DIRECTIVE -
Set down exactly the lines starting at the one that contains "Player-tracking tagging: indicate the microphone" and ending at the last line.
__________________________________________________
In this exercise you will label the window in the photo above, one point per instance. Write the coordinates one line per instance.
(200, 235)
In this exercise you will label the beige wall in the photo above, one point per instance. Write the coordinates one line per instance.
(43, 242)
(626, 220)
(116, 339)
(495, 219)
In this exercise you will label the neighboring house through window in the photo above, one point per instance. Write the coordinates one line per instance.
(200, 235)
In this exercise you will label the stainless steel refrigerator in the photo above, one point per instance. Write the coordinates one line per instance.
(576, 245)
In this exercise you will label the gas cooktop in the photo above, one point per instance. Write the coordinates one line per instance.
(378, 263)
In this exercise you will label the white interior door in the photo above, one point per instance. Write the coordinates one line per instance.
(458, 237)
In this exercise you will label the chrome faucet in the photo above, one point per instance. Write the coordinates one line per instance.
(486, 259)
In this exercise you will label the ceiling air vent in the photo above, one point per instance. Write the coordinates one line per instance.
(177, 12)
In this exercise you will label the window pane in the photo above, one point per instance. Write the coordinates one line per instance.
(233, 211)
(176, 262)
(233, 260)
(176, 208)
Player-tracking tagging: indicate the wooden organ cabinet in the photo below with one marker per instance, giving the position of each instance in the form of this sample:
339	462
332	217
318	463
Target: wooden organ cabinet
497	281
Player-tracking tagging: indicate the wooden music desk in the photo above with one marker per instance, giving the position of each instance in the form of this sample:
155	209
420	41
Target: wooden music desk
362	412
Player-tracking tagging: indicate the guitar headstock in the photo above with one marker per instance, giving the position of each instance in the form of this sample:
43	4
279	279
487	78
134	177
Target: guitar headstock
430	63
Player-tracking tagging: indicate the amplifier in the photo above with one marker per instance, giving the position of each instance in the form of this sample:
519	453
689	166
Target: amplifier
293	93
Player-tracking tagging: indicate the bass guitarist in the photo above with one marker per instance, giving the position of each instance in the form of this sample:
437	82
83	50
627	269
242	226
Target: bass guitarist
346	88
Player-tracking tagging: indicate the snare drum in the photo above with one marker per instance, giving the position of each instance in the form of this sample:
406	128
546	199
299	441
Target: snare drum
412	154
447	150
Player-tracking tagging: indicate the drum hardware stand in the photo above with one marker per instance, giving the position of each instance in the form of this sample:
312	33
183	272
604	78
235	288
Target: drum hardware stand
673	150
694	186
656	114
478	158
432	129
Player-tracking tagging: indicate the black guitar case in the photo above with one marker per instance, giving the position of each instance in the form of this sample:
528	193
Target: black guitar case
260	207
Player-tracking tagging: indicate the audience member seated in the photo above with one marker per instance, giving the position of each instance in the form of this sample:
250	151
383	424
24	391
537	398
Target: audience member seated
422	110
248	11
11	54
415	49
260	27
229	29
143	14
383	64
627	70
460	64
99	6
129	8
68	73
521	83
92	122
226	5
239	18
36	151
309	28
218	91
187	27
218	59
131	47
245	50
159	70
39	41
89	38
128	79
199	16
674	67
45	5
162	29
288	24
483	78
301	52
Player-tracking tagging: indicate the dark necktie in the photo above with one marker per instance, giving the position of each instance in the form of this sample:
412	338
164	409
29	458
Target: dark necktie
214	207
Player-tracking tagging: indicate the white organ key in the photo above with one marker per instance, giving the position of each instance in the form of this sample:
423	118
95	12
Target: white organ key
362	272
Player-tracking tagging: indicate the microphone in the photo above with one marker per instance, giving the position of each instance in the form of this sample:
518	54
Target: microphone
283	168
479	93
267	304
__________________________________________________
RESULT BELOW -
Player-tracking tagging: indicate the microphone in the photo above with one marker per instance, giving the position of each instance in the form of this sample:
518	54
Target: microphone
283	168
479	93
267	304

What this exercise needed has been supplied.